▶

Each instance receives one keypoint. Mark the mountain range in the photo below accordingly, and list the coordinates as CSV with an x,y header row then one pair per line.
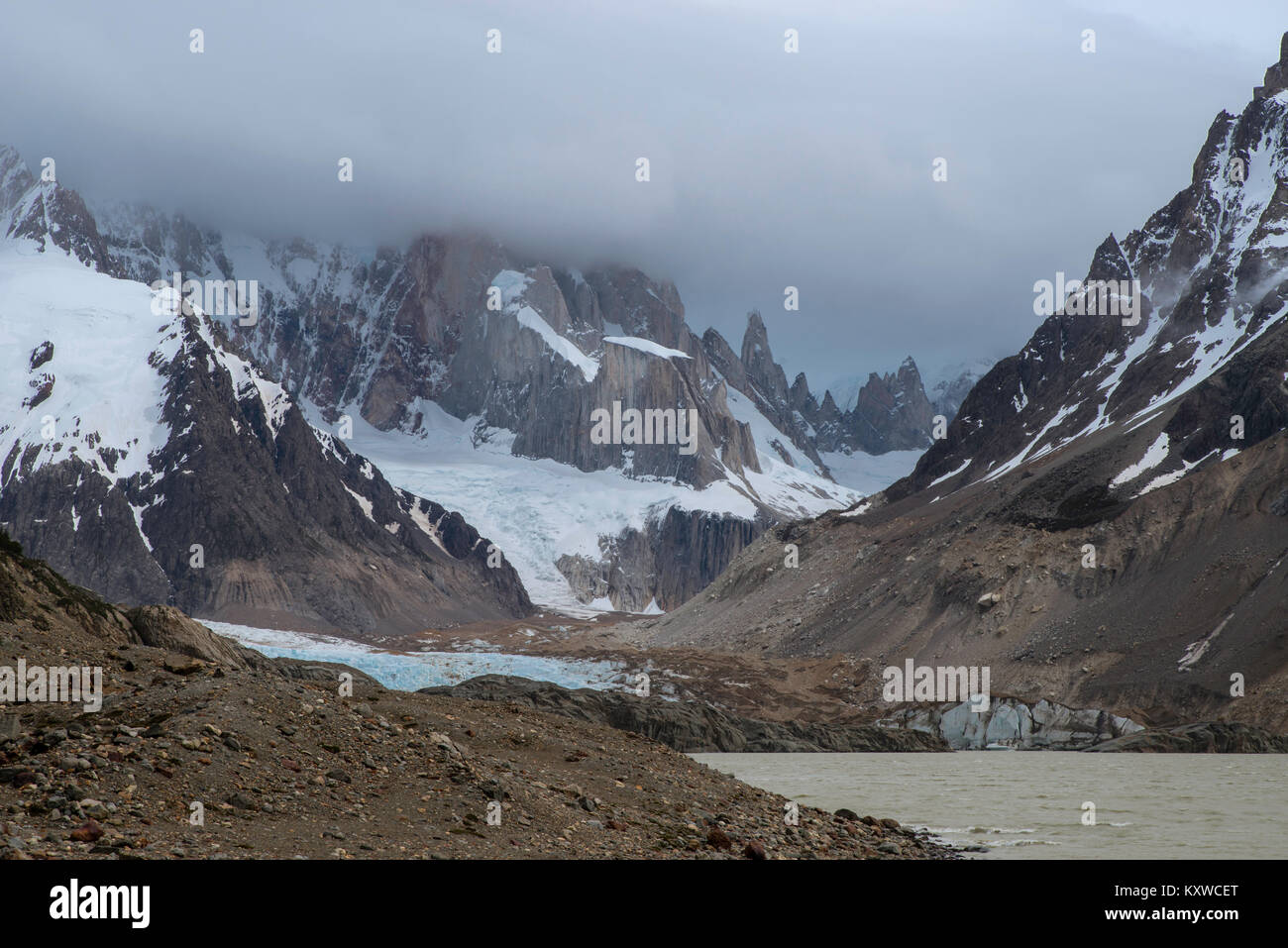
x,y
1106,522
468,376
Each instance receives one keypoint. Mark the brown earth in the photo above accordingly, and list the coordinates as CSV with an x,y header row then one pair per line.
x,y
286,767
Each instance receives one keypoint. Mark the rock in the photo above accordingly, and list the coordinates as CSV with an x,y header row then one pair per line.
x,y
690,727
1205,737
176,665
719,839
90,831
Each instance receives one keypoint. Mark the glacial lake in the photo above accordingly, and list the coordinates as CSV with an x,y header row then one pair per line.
x,y
1029,804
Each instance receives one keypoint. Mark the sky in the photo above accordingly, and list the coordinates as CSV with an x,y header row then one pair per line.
x,y
767,168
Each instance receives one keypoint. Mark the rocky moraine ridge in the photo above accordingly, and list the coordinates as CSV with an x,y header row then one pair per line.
x,y
1104,524
283,766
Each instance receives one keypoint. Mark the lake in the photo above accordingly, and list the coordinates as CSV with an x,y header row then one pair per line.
x,y
1029,805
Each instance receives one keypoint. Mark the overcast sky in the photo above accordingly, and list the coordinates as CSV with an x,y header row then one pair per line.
x,y
768,168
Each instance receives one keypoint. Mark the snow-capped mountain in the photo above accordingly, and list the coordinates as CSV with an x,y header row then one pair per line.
x,y
143,456
1210,269
954,382
458,350
1107,522
887,412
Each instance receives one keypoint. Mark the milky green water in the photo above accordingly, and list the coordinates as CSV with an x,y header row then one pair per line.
x,y
1029,805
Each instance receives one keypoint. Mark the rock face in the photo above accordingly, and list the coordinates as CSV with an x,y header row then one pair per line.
x,y
1210,268
1209,737
662,566
1013,723
531,353
888,412
688,727
160,466
1103,526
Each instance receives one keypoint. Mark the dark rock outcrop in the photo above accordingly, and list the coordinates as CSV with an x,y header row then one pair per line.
x,y
1206,737
688,725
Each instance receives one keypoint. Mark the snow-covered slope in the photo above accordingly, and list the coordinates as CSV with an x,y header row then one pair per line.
x,y
142,456
1202,360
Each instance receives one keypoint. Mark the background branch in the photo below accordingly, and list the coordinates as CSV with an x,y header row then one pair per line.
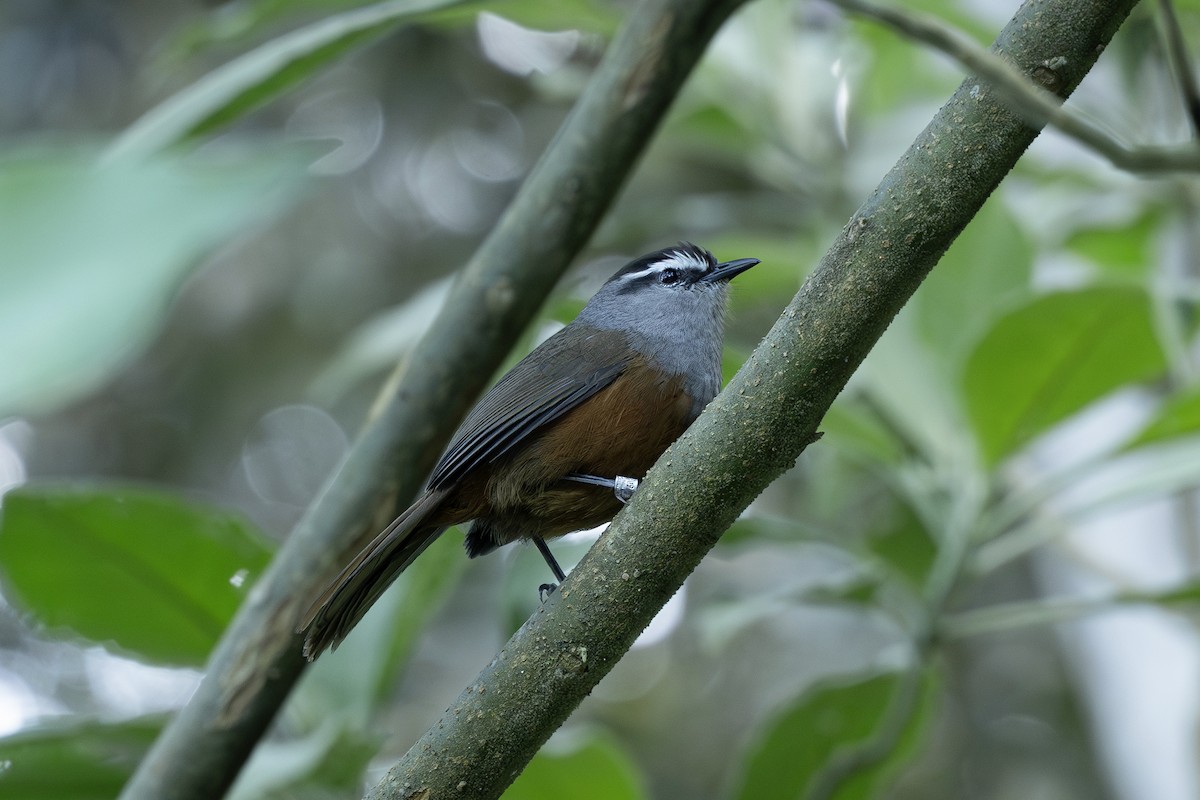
x,y
258,659
1181,64
755,429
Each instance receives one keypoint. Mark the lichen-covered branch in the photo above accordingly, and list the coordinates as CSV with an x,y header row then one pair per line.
x,y
258,659
1032,94
756,428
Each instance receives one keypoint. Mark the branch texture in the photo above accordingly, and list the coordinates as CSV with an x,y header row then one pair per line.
x,y
755,429
258,660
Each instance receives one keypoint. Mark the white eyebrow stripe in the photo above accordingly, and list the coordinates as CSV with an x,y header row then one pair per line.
x,y
676,260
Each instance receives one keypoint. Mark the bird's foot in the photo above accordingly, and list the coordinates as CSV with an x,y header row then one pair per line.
x,y
622,487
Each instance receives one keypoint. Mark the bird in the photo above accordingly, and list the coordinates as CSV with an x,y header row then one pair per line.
x,y
561,441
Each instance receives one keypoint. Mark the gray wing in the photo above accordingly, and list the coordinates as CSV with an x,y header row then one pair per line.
x,y
569,367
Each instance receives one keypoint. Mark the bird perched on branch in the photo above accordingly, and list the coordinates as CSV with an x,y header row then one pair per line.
x,y
561,441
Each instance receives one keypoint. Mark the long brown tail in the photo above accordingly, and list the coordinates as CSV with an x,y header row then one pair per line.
x,y
331,617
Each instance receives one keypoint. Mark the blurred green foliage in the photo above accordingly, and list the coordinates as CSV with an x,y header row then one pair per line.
x,y
821,650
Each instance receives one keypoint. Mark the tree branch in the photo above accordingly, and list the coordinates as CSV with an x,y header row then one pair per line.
x,y
1030,95
1177,55
258,659
755,429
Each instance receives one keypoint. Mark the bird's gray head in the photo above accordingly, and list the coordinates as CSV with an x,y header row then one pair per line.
x,y
671,305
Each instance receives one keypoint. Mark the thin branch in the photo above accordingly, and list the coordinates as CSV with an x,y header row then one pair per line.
x,y
1033,100
1177,54
755,429
1007,617
258,660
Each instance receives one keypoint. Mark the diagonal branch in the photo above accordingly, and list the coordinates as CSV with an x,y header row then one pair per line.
x,y
1031,95
258,659
755,429
1181,64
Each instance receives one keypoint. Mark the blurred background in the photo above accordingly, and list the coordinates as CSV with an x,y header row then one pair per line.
x,y
979,583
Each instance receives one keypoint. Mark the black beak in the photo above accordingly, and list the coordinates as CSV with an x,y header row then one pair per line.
x,y
729,270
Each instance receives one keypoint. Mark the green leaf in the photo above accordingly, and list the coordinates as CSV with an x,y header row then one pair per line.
x,y
905,546
265,72
159,577
1122,251
988,265
81,761
851,425
845,738
1180,416
1051,358
594,770
91,256
327,763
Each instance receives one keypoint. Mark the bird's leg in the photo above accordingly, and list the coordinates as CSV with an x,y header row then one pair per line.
x,y
623,487
546,589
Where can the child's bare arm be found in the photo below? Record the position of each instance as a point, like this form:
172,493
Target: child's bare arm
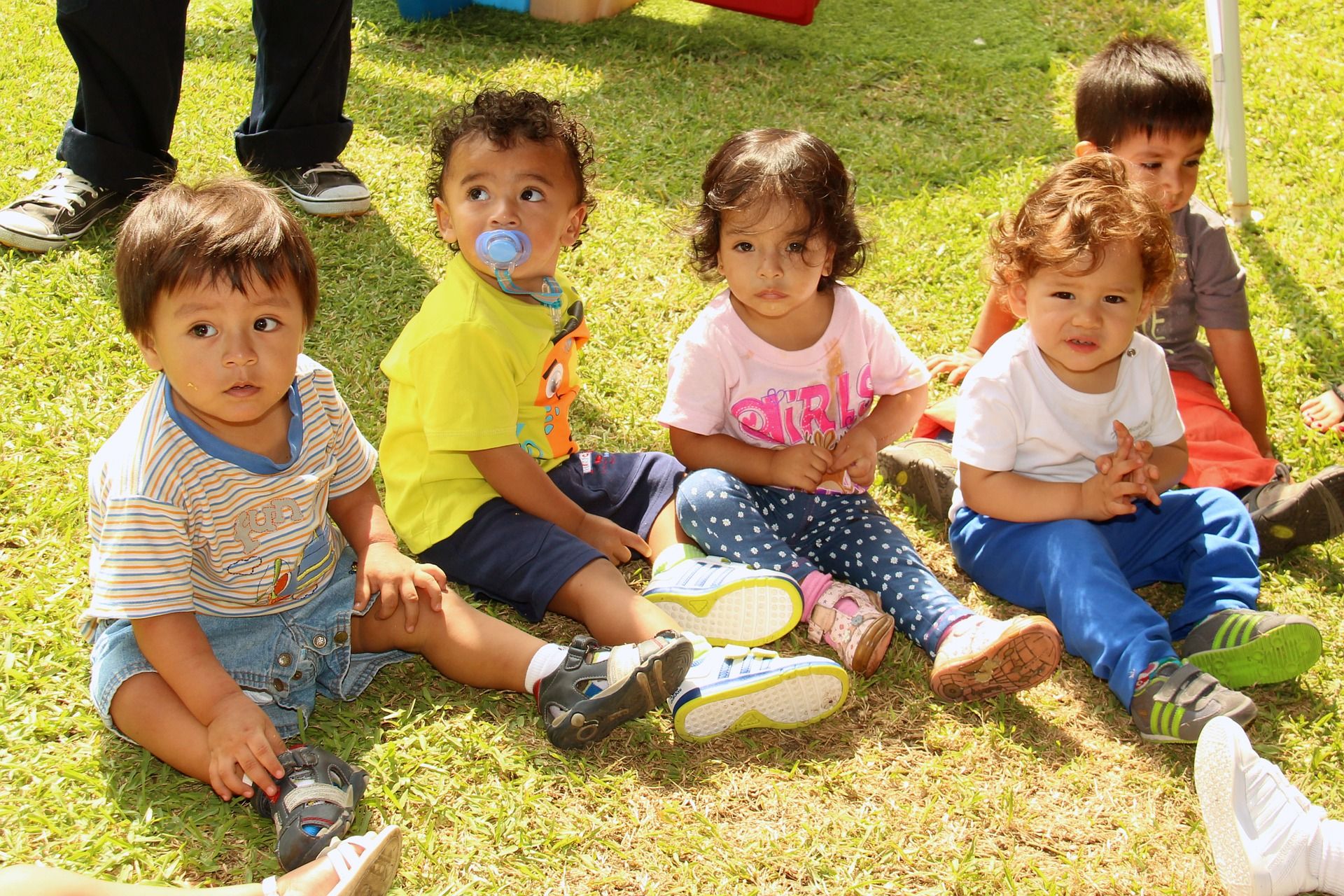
384,568
891,416
239,736
995,320
797,466
1021,498
522,482
1238,365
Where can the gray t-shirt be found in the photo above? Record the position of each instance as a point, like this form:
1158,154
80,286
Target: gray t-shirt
1211,293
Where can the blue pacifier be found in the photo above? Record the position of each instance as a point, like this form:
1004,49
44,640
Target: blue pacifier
505,250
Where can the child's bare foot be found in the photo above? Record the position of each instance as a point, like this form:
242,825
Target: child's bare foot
1326,412
362,865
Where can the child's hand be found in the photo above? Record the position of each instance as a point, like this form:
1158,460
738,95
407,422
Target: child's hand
610,539
242,741
1112,493
800,466
1129,449
396,578
955,365
857,454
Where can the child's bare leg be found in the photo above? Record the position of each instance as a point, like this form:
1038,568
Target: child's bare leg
600,598
1326,412
151,713
666,531
36,880
460,641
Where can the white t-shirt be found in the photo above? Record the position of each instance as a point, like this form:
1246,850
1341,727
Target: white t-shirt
724,379
1015,413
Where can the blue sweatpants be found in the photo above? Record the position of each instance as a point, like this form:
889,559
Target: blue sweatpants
1082,575
844,535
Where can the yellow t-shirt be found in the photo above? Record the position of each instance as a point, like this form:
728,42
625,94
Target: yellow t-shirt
475,368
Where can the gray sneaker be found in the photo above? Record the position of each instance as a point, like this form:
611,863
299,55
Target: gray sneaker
55,216
328,190
924,469
1174,701
1289,514
1243,648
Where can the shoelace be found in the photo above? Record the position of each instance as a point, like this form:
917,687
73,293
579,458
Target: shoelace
326,168
64,191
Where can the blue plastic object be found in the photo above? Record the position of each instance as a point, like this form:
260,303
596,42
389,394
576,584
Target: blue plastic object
505,250
419,10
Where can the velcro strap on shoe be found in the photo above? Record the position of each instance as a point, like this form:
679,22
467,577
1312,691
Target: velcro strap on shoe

◀

What is expected
Exactly as written, reproduce all of the entries while dropping the pictures.

Exercise output
Each instance receives one keypoint. Mark the mountain range in the photo below accordingly, and list the coordinates as CSV with an x,y header row then one pair per line.
x,y
1106,522
468,376
Each instance receives one keypoint. Mark the brown earth in the photo above accordingly, and list the coordinates as CSV with an x,y header row then one pair per line.
x,y
286,767
Each instance receives one keypoint. Mark the rock in the photo above accordingly, and list the coordinates as CSV with an x,y header row then one pair per line.
x,y
690,727
1205,737
176,665
719,839
90,831
Each instance receives one keypoint. Mark the glacial lake in the photo above accordingly, and list the coordinates as CSV with an x,y header row then one pair per line.
x,y
1029,804
Each instance receives one keypoint. Mark the sky in the photo above accordingly, and list the coordinates as CSV with an x,y header row then one pair per line.
x,y
767,168
Each instance receives one keypoint. Mark the rocky moraine ridge in the photo above accordingly, and list the coordinates as CSV with an x,y header row then one pair per line.
x,y
1104,524
283,766
Each instance receives one keypoint. Mark the lake in the photo above accordingly, and list the coordinates as CSV with an x,y header row then one pair per line.
x,y
1029,805
Each instance receives one keypoint. Mark the overcast sky in the photo above accordingly, and list the coordinates as CSV with an x,y header row then one pair per line.
x,y
768,168
Each instance receives one keypoint. Mark the snow-capped mountain in the photo above accordingly, and list the coordinates as CSV with an x,y header row then one pair per line.
x,y
143,456
1210,269
954,382
458,350
1107,522
887,412
Each instance receives one keypoint. Mark the milky green water in the photo above accordingly, and list the coordinates as CSV with an x,y header row then one pair per line.
x,y
1029,805
Each instance receives one keypoint. Mark the rock face in the photo above accordingly, and list the coordinates as CSV with an x,y header row then one pair per line.
x,y
1210,268
1209,737
662,566
1013,723
531,353
888,412
688,727
160,466
1103,526
Each instance receives one keypoint. Mark the dark rock outcrop in the photo above accordingly, and list the coordinates as CSV with an x,y header row then one pair per line.
x,y
1206,737
688,725
Each instance receives one keypoint. Mark the snow-covered slope in the photo above accordingly, and list the coordinates as CSV with an x,y header row then one pair per line.
x,y
142,456
1202,360
Each instance receives one keypoint. Mark the background branch in the photo below accordingly, and list the coordinates as CSV with an x,y header row then one pair per line.
x,y
258,659
1181,64
755,429
Each instance receives one keypoint. Mark the lichen-covered branch in the photo above accordingly, and list the coordinates as CSV with an x,y header row then one pair per line.
x,y
258,659
1032,94
756,428
Each instance receives one keypoint. Mark the branch texture in the photo above accordingly, and list the coordinates as CSV with an x,y header row then one pair per line.
x,y
755,429
258,660
Each instance receives one keypoint. Mark the white eyebrow stripe in the photo above accordingly, and list the coordinates as CSV with an x,y header row then one pair per line.
x,y
676,260
Each instance receives one keypoint. Mark the bird's foot in the photo above accordingly, and list the coordinates as CSV with an x,y header row then one pair per line.
x,y
622,487
Each instance receives one keypoint. Mark the bird in the photo above accordingly, and list the coordinates as CSV with an x,y header row then one pair per line.
x,y
561,441
Each instance receives one keypoint. Mark the gray wing in the photo above accordingly, and list the coordinates as CSV with an x,y header row then one pair per line.
x,y
569,367
Each instance receives one keypoint. Mark the bird perched on branch in the photo above accordingly, and list the coordinates as CSV with an x,y header row then one pair per line.
x,y
561,441
Each instance receives one keypoint. Mark the long brown tail in the photo above accordingly, and list the coordinates as CSV with an x,y header row then one pair per line.
x,y
331,617
Each instance receives one keypoint. Mark the blurred green foliage in the photo above accordingly, and list the coordinates as CSV with an x,y header row then one pair per line.
x,y
821,650
Each instance receives one keypoint. Mark the tree branch in the photo above accordingly, and list the coordinates as CSV with an x,y header row then one pair per line.
x,y
1030,95
1177,55
258,659
755,429
Each instance receives one keypoint. Mark the bird's gray head in the photo above accordingly, and list the coordinates as CSV with an x,y header row then one pair per line.
x,y
671,305
Each instance receives one keypoint. Mark the thin branch in the photo above accordingly, and list the coordinates as CSV with an x,y header row then one pair per line.
x,y
1033,100
1177,54
755,429
1007,617
258,660
Each instance receives one keypoint. Mark the diagonal branch in the photo above accordingly, and list the coordinates as CSV with an x,y header row then one pair per line.
x,y
1031,95
258,659
755,429
1181,64
Each instance receives one keypoint. Mark the blurred background in the photo above accordingly, and list the coordinates as CSV with an x,y header row then one pair per line.
x,y
979,583
Each instance receives one keypoint. Mark the black beak in the photo above accordingly, and list the coordinates as CSV with an x,y header row then one pair per line.
x,y
729,270
Each instance receives one keypoint. Mark the green leaf in the photo above accordingly, and list the coordinates as CSV with an x,y header row then one pair per line.
x,y
905,546
265,72
159,577
1122,251
988,265
81,761
851,425
845,738
1180,416
1051,358
594,770
91,256
327,763
Each instance receives one keypoint. Mark the bird's leg in the photo above accordingly, and list the coordinates as CSV with an x,y header row then one pair per line.
x,y
623,487
546,589
Where can the child's bare arm be found in the photo below? Record the position of each instance as a point, like this form:
172,493
Target: child's bare arm
384,568
891,416
239,736
995,320
797,466
1021,498
522,482
1238,365
Where can the gray t-shirt be found in the photo above? Record the position of each instance as a point, like this form:
1158,154
80,286
Target: gray t-shirt
1211,293
Where can the blue pacifier be found in the photo above? Record the position of each instance as a point, like this form:
1004,49
44,640
Target: blue pacifier
505,250
Where can the child's bare foot be found in the photo above? Record the position of each instance as a point, like this form:
242,825
Target: child's bare foot
1326,412
362,865
Where can the child's hand be found in the photo above? Record the position of each instance as a point, like this form:
1158,460
738,95
407,422
Target: child's hand
610,539
242,741
1112,493
800,466
1129,449
396,578
955,365
857,454
Where can the child's bare leg be found in the photo above? Record the position of each instance as a point, like this form:
1038,568
Target: child's bare leg
600,598
1326,412
151,713
666,531
36,880
460,641
Where can the white t-shirt be found in the photo above? Record the position of each instance as a point, like this form:
1246,850
1341,727
Target: white t-shirt
724,379
1015,413
Where can the blue sweatpants be found in the photo above? Record the position of each instance as a point, like this form:
889,559
Target: blue sweatpants
1082,575
844,535
Where can the yellow t-shirt be found in the photo above? Record the position of each instance as a point, like this form:
728,42
625,94
Target: yellow t-shirt
475,368
Where can the gray sneaker be found in the photo above? Record the position of each instance as a point, like this form:
611,863
299,55
Target: gray sneaker
55,216
328,190
924,469
1174,701
1289,514
1243,648
Where can the shoelace be found in the photo above? Record the position of each instance as a point, like this form:
917,687
73,293
579,458
Target: shoelace
326,168
64,191
Where can the blue plastic object be found in the photo above? Record the position of each instance as a point, like this form:
260,303
596,42
389,394
576,584
Target: blue plastic object
505,250
419,10
Where can the velcro strap on shoe be found in the photo above? Record the position of each instance as a point, like this form:
679,22
467,577
1312,691
Target: velcro strap on shoe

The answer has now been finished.